■ **Task prompt**
Leaving out all pictures, retype the records exactly.
** Opening Data under study block **
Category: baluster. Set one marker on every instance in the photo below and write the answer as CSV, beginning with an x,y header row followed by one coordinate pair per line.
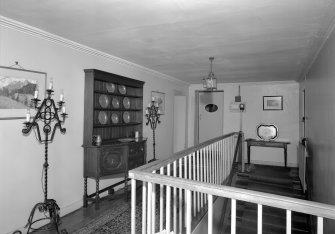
x,y
205,171
217,165
149,219
201,175
233,216
153,212
259,219
180,197
133,205
224,159
161,202
288,221
198,179
320,225
168,203
144,207
188,212
221,161
209,165
229,153
194,193
185,177
175,199
210,213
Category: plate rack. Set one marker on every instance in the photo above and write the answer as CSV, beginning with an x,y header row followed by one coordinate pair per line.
x,y
108,95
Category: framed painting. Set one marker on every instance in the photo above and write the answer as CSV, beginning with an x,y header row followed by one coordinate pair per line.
x,y
160,99
272,102
17,87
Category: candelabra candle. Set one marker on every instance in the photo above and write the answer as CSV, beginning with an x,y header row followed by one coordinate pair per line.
x,y
48,119
152,113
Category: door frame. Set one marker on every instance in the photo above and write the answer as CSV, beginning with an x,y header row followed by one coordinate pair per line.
x,y
196,116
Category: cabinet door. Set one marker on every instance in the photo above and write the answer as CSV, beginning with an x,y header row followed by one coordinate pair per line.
x,y
112,160
136,155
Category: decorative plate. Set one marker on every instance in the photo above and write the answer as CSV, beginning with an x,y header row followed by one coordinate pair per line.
x,y
103,101
115,118
126,139
115,103
126,103
110,87
267,132
122,89
102,117
126,117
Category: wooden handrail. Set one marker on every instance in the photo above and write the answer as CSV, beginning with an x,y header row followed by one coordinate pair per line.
x,y
287,203
156,165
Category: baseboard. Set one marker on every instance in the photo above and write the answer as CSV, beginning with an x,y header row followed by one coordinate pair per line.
x,y
271,163
70,208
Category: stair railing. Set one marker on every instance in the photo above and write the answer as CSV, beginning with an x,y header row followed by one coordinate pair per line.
x,y
193,177
210,162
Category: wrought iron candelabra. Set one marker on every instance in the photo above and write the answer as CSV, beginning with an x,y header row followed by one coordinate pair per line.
x,y
50,117
152,114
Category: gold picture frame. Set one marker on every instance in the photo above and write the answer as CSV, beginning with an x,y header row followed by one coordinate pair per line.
x,y
17,87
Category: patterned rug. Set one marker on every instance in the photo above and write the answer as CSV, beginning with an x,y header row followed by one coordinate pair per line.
x,y
116,220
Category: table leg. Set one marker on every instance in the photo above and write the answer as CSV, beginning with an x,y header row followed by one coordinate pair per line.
x,y
85,193
97,193
248,153
285,155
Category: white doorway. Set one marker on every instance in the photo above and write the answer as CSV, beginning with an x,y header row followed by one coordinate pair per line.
x,y
209,115
179,123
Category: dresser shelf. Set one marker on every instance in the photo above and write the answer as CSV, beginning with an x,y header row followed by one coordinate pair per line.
x,y
111,98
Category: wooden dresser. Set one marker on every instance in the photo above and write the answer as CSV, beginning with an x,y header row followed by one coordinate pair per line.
x,y
113,110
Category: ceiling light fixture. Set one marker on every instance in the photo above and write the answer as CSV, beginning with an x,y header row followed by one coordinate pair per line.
x,y
210,81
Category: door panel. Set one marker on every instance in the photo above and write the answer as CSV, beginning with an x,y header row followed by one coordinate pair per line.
x,y
210,115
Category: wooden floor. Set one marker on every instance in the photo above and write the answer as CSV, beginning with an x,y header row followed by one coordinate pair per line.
x,y
79,218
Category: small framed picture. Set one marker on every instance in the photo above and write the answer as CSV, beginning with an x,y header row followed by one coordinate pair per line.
x,y
160,99
17,87
272,102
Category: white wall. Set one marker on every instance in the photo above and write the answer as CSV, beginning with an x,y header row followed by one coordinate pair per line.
x,y
287,120
22,157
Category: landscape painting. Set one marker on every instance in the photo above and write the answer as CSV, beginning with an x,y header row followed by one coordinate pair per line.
x,y
17,87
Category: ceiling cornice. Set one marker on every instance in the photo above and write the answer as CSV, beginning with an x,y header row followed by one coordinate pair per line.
x,y
36,32
324,35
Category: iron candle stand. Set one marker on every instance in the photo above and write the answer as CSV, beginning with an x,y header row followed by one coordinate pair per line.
x,y
152,114
50,117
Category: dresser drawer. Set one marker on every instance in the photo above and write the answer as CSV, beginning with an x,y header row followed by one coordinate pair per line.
x,y
136,149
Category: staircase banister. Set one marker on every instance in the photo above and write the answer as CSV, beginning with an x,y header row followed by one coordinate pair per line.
x,y
156,165
287,203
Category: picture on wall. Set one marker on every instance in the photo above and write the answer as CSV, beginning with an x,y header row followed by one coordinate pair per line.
x,y
17,87
160,99
272,102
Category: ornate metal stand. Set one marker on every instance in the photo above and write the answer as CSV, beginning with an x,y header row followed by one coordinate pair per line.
x,y
49,116
152,114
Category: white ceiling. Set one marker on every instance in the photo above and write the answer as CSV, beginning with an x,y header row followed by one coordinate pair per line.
x,y
251,40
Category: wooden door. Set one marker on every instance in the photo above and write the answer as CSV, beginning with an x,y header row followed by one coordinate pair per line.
** Closing Data under study block **
■ **Exercise answer**
Category: baluster. Set one marker on every instance in the photo below and write the answer as CSV, beginning with an x,y header row followed by one coordinate pair per line.
x,y
205,171
217,165
149,219
201,175
233,216
153,212
259,219
180,197
133,205
224,159
161,202
288,221
198,179
320,225
168,203
144,207
188,212
221,161
209,165
229,153
194,193
185,177
175,199
210,213
Category: plate rack. Set one marker on every instance in the photo above and write the answer as CSV, beginning with an x,y header row followed by one coordinate pair per line.
x,y
108,95
Category: framed painting. Set one marker on every instance in the photo above and write the answer as CSV, beginning with an x,y header row followed by one coordinate pair per line.
x,y
160,99
272,102
17,87
Category: candelabra candle. Set one marker on every instance in the photo above and write the answer as CSV, beginning with an x,y header row followed by one coordinate pair per line.
x,y
48,119
152,113
Category: door frame. Set one marker on every instance in the photo above and write the answer as CSV, beginning with an x,y header row followed by one coordinate pair per line.
x,y
196,116
Category: cabinet door. Set one marker on every instance in the photo above and write the answer as CSV, beginning with an x,y header row followed by one coordinate pair per line.
x,y
112,160
136,155
Category: decorative plate. Set one marker on every instance in the photo above and write the answer as CSV, beginning with an x,y header row followed by one coordinate pair per line.
x,y
103,101
115,118
126,139
115,103
126,103
110,87
267,132
122,89
102,117
126,117
Category: wooden handrail. Set one marker on every instance in the photo above and write the answer as CSV, beginning with an x,y header row followed by one coordinate pair per line.
x,y
287,203
156,165
Category: baseboard. Set one marker on every instance in the photo above and write the answer as CSV, beginning with an x,y header row followed by one coordinate pair per line.
x,y
271,163
70,208
Category: stair railing. Set one marker on every instance in the photo above and write the answer as CSV, beginning with an x,y header row followed by one coordinate pair per line.
x,y
193,177
210,162
Category: wrought iron candelabra. Set one marker on every instance in the photo above and write the answer as CSV, beginning with an x,y header row followed by one coordinate pair per line.
x,y
50,117
152,114
Category: gold picture frame. Set one marker on every instance in the photo above and write the answer as CSV, beginning with an x,y header row followed by one coordinate pair per line.
x,y
17,87
Category: patterned rug. Set one marker on every instance in the photo above and write the answer as CSV, beginning with an x,y header row followed by one coordinate pair per line.
x,y
116,220
Category: table leg. Set one marker on every instance in the photo above and write the answer as CSV, beginning with an x,y header row followed by one coordinate pair per line.
x,y
85,193
97,193
248,153
285,155
Category: white doorway. Set one marker on every instance in the photo above and write the answer as CSV, beginning with an x,y header row followed by one coordinate pair per line.
x,y
209,115
179,123
Category: dresser shelf. Set one marker on every instance in the photo above and write the answer as CSV, beginning with an x,y header row followed by one coordinate pair per line.
x,y
111,98
Category: wooden dresser. Set one marker on every instance in the photo above and write the answer as CSV, beginning with an x,y header row followed by one coordinate pair per line.
x,y
113,110
Category: ceiling light fixture. Set one marker on every instance in the photo above and write the answer as CSV, beginning with an x,y header row followed by one coordinate pair per line.
x,y
210,81
Category: door panel. Set one marker on every instance in the photo above and write the answer as CSV, beginning with an x,y header row followed by one coordinate pair per line.
x,y
210,115
Category: wooden floor. Set one marker on every instance in the photo above and write the answer as CSV, beginning with an x,y header row followed by one coordinate pair per line.
x,y
79,218
Category: small framed picture. Set one marker on every instance in the photo above and write the answer as CSV, beginning with an x,y header row followed by one coordinate pair per line.
x,y
160,99
17,87
272,102
Category: white wall. Set one marker on every instance in the photo above and write the answer as CSV, beginning with an x,y header row followed by one coordinate pair per line.
x,y
287,120
22,157
Category: landscape painting. Set one marker on every instance in the photo above and write the answer as CSV, beginning with an x,y header row followed by one coordinate pair per line.
x,y
17,87
Category: ceiling cornice. Set one marker on every instance in the photo above and write the answer as CSV, beginning with an x,y header row followed by one coordinate pair per line.
x,y
36,32
324,35
Category: iron candle stand. Set one marker on every instance in the photo above and write the answer as CSV, beginning with an x,y header row followed by one coordinate pair per line.
x,y
152,114
50,117
Category: dresser drawer. Set one marker on every instance in the photo above and write the answer as CSV, beginning with an x,y header row followed by one coordinate pair per line.
x,y
136,149
Category: staircase banister. Set one marker on every instance in the photo above and write the answer as CSV, beginning with an x,y header row followed by one coordinate pair per line.
x,y
156,165
287,203
Category: picture on wall. Set one marker on every instance in the photo above and write the answer as CSV, beginning with an x,y header row followed by one coordinate pair per line.
x,y
17,87
160,99
272,102
Category: ornate metal stand. Set one marker on every instance in the photo above and write the answer as CSV, beginning with an x,y header row followed by one coordinate pair per line.
x,y
49,116
152,114
Category: white ceiling. Set one marker on every instance in the photo above and write the answer as CSV, beginning with an x,y header row followed by one coordinate pair per line.
x,y
251,40
Category: wooden door. Set one marker on every instance in the photo above and write the answer as CSV, beginning with an x,y header row followed by one coordinate pair per line.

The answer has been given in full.